Placeholder Syntax

One thing I love from Scala is placeholder syntax:

An expression may contain embedded underscore symbols _ at places where identifiers are legal. Such an expression represents an anonymous function where subsequent occurrences of underscores denote successive parameters.

Placeholder syntax is a nice shorthand that can be used for anonymous functions. I have not had the time to write out a full RFC yet, so these are just some thoughts:

The anonymous functions in the left column use placeholder syntax. Each of these is equivalent to the anonymous function on its right:

_ + 1 `
_ * _ `
_.map(f) `
_.map(_.inner) `

Placeholder syntax can be really useful when working with iterators. For example, this code:

users
   .iter()
   .filter(|x| x.any(|y| y.verified))
   .map(|x| x.name)
   .collect();

Would become the following placeholder syntax:

users
   .iter()
   .filter(_.any(_.verified))
   .map(_.name)
   .collect();

I personally love the style of the above code, and do not think that it is sacrificing any readability. In fact, I find the second example with placeholder syntax more readable than the first.

_ already denotes something to be "inferred by the compiler", so placeholder syntax is consistent with existing language semantics.

6 Likes

I disagree with the readability (as I have never programmed in scala I would be very lost as to what it means.

I also don't think that adding such a feature would be worth implementing as it is not that much shorter and other then that it seems to me as no other benefit.

7 Likes

The bigest problem with such a feature is scoping. How do you know how big a scope the placeholder is supposed to turn into the closure?

Is foo(bar(_, 5)) translated to foo(|x| bar(x, 5)) (gives us partial application for free! Amazing!) or foo(bar(|x| x, 5))? Or even |x| foo(bar(x, 5))?

In fact, is _.name |x| x.name or (|x| x).name? (More actually illustrative, consider _.call(5), as that method name is actually available on closures.)

You can come up with rules, but they're going to disagree with a large number of people's first guess, no matter which rules you pick.

__Problem to work on__:
Answer these questions about the placeholder syntax thread:
1. Which language does the first post say placeholder syntax comes from?
2. In the rewritten iterator code, what goes inside the map call?
3. Which method name does the reply on scoping say is actually available on closures?

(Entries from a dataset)
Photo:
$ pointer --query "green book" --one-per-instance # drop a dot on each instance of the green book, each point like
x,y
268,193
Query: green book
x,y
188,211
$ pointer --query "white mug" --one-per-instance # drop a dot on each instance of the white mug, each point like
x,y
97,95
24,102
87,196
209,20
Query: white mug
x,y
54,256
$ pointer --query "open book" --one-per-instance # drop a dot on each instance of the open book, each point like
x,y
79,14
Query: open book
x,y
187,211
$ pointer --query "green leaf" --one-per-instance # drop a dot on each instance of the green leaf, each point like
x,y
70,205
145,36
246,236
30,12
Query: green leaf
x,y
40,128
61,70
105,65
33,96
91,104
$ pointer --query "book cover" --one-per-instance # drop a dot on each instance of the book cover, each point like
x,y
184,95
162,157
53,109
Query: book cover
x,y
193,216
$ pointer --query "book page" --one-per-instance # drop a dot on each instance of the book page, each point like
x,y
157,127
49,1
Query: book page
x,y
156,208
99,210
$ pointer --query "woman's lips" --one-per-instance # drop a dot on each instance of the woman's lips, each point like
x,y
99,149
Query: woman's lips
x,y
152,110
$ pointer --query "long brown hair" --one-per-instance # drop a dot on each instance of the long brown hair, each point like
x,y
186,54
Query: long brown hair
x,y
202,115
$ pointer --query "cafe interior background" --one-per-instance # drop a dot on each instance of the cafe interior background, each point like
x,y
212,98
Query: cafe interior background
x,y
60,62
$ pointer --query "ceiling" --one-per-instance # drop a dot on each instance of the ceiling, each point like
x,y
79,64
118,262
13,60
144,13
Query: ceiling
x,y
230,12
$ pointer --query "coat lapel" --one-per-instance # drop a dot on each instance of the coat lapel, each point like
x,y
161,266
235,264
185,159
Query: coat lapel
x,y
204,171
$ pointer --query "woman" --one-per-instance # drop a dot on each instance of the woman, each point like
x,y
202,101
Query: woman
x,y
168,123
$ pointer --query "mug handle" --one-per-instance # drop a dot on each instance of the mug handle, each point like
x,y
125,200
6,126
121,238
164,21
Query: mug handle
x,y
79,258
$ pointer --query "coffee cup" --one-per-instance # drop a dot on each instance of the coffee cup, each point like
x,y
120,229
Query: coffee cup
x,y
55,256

__Final result__:
1. Scala
2. _.name
3. call